#### Record set ####

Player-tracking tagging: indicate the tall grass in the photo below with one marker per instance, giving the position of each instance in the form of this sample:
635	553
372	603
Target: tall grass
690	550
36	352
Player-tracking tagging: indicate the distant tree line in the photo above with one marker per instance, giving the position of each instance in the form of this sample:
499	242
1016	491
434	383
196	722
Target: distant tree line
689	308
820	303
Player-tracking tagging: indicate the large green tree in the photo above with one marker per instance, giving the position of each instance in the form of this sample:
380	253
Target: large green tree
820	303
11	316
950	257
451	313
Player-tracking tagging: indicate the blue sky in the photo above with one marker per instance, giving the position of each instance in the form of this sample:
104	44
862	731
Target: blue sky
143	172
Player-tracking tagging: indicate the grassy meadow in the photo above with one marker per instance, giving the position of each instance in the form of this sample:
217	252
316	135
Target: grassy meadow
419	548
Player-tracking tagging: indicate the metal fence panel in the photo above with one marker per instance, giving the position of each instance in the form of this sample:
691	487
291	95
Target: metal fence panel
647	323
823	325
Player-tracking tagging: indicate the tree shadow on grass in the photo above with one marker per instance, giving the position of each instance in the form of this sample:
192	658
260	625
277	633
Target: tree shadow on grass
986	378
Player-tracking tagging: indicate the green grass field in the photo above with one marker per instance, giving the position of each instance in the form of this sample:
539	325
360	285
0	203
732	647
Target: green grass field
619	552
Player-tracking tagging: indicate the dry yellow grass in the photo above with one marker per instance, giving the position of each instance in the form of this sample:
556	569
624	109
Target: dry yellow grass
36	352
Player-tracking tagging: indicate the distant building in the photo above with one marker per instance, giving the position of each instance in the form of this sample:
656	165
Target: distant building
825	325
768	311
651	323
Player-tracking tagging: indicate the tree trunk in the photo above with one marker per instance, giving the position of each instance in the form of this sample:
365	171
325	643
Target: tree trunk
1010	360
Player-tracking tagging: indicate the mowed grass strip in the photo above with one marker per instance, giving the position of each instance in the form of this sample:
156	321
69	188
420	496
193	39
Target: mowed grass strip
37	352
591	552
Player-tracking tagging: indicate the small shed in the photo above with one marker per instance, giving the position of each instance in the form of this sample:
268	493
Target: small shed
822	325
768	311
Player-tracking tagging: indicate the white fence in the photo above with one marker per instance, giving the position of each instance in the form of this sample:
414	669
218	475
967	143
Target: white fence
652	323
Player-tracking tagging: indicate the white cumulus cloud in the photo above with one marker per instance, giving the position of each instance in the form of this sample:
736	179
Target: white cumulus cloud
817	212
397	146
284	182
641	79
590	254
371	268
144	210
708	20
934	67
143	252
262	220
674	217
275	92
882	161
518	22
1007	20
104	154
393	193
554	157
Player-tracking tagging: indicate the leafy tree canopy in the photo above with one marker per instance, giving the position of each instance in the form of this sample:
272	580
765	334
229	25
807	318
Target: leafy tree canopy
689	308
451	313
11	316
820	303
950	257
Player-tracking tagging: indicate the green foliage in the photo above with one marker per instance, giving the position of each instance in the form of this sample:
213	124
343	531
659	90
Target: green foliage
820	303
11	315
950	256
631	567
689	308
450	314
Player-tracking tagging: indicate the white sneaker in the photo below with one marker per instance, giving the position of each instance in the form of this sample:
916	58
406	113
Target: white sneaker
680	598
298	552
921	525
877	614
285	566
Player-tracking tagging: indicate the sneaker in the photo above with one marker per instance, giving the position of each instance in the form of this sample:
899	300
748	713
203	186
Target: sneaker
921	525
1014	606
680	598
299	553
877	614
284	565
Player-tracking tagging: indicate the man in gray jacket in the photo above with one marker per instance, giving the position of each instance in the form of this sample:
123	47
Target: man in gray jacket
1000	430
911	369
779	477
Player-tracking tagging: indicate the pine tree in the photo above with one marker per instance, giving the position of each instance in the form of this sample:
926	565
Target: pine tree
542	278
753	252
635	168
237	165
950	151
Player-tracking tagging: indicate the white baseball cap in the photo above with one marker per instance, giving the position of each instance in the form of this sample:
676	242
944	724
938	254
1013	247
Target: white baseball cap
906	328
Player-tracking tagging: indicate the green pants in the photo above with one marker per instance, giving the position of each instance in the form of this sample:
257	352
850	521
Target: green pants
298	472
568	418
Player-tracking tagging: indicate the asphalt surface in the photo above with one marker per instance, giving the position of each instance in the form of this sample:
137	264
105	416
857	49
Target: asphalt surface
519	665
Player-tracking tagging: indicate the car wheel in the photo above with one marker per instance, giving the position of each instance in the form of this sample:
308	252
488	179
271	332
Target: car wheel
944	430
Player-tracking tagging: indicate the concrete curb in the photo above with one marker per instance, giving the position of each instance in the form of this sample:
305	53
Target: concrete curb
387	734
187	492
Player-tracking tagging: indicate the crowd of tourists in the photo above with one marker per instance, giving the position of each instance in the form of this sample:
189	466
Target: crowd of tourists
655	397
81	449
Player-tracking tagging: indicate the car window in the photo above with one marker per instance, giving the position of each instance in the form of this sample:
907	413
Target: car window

####

## Problem to solve
Copy every one of the lines above with nothing changed.

## Answer to this problem
Player-tracking tagging: indicate the tall grass in the photo below with one marker per instance, giving the position of each instance in the form of this sample:
635	553
372	603
Target: tall grass
690	550
36	352
Player-tracking tagging: indicate the distant tree line in the photo above with one marker per instance, giving the position of each instance in the form of this sample:
499	242
1016	491
434	383
196	722
Target: distant tree line
689	308
820	303
Player-tracking tagging: indicate the large green tree in the photo above with one marker per instance, giving the position of each instance in the form of this sample:
380	253
Target: large green tree
820	303
11	316
950	257
451	313
Player-tracking tagging: indicate the blue sky in the photo above with one marker per instance, giving the position of each instance in the form of this sample:
104	44
862	731
Target: blue sky
143	172
Player-tracking tagging: indicate the grassy meadow in the photo above with one marker per instance, giving the position of each instance in the form of this sample:
217	252
316	135
Target: grassy meadow
419	548
Player-tracking tagging: indicate the metal fence panel in the photo above with one marker per instance, giving the position of each instance in the form of this sample:
691	487
291	95
Target: metal fence panel
647	323
823	325
Player-tracking tagging: indicate the tree shadow on grass in the photo above with one marker per instance, giving the position of each instance in the form of this sample:
192	658
260	625
277	633
Target: tree shadow on grass
986	378
Player-tracking tagging: indicate the green grass field in the photo above with one marker per instance, giving the position of each instance in the form of this sample:
539	325
360	285
0	203
732	647
Target: green grass field
619	552
Player-tracking tagging: indicate the dry yellow grass in the photo above with one marker per instance, giving the position of each instance in the form of this sample:
556	569
624	109
Target: dry yellow grass
36	352
Player-tracking tagging: indicate the distant building in the photo above with one marker per instance, giving the position of each instance in the form of this sample:
656	165
Target: distant building
825	325
768	311
651	323
Player-tracking tagging: indicate the tree trunk in the photo above with one marker per instance, giving the position of each instance in the form of this sample:
365	171
325	643
Target: tree trunk
1010	360
Player-tracking tagging: indicate the mowed grass strip in the photo above with one marker per instance, giving the position of each instance in the form of this sample:
156	321
69	188
420	496
193	39
Target: mowed grass strip
37	352
591	552
Player-tracking tagging: indicate the small shed in the photo above with one marker per instance, giving the position of each instance in the form of this sample:
268	493
Target: small shed
822	325
768	311
Player-tracking tagging: indicate the white fence in the photo above with one marker per instance, giving the position of each instance in the form of this sample:
414	669
218	475
967	143
Target: white fence
652	323
Player-tracking tagging: indicate the white cumulus cloud in the photo above with one marker per instance, giving the position of each instance in the form of this sample:
736	179
Target: white cumulus cloud
817	212
397	146
284	182
641	79
590	254
371	268
144	210
708	20
934	67
143	252
262	220
674	217
275	92
882	161
518	22
1007	20
104	154
393	193
554	157
Player-tracking tagging: indicate the leafy tree canopy in the photo above with one marker per instance, giving the position of each instance in the form of this sample:
272	580
765	334
229	25
807	318
Target: leafy tree canopy
689	308
451	313
11	316
820	303
950	257
Player-tracking tagging: indicate the green foliage in the photo above with one marker per instance, giving the position of each instance in the form of this sample:
213	124
343	531
659	90
Target: green foliage
820	303
11	315
950	256
631	567
689	308
450	314
Player-tracking tagging: indicate the white sneaker in the photo below with one marker per instance, giving the position of each instance in the form of this sample:
916	58
406	113
Target: white sneaker
680	598
298	552
921	525
877	614
285	566
Player-tracking tagging: indicate the sneaker in the photo above with one marker per instance, giving the position of each instance in the form of this sample:
899	300
748	713
203	186
Target: sneaker
921	525
1014	606
680	598
299	553
877	614
284	565
Player-tracking tagging: indicate the man in gray jacket in the photo above with one marker per instance, giving the position of each instance in the form of this sample:
123	47
Target: man in gray jacket
1000	430
911	369
779	477
Player-tracking tagging: indicate the pine tree in the photo above with one marker per instance, giving the position of each instance in the form of this sample:
926	565
Target: pine tree
542	278
753	252
635	168
237	165
950	151
Player-tracking tagging: indicate the white baseball cap in the photo above with one marker per instance, giving the position of each instance in the form of this sample:
676	242
944	724
938	254
1013	247
Target: white baseball cap
906	328
Player-tracking tagging: indicate the green pants in the photo above with one marker per instance, giving the position of each instance in the form of this sample:
257	352
850	521
Target: green pants
298	472
568	418
Player-tracking tagging: indicate the asphalt surface in the photo above with one marker per instance, giving the position of each instance in the form of this sample:
137	264
105	416
857	49
Target: asphalt surface
519	665
Player-tracking tagging: indicate the car wheel in the photo above with one marker per instance, giving the position of each instance in the form of this sample:
308	252
488	179
271	332
Target: car wheel
944	430
Player-tracking tagging: indicate the concrete curb in the photo above with one marker per instance, giving the position of each instance in the form of this sample:
305	53
Target: concrete curb
387	734
187	492
Player-tracking tagging: indicate the crowd of tourists in the photo above with one marker per instance, giving the position of each instance in the form of this sample:
189	466
Target: crowd of tourists
655	397
81	449
Player-tracking tagging: indicate the car window in the photo above with one marker per instance, giving the position of each instance in the form of this sample:
907	413
Target: car window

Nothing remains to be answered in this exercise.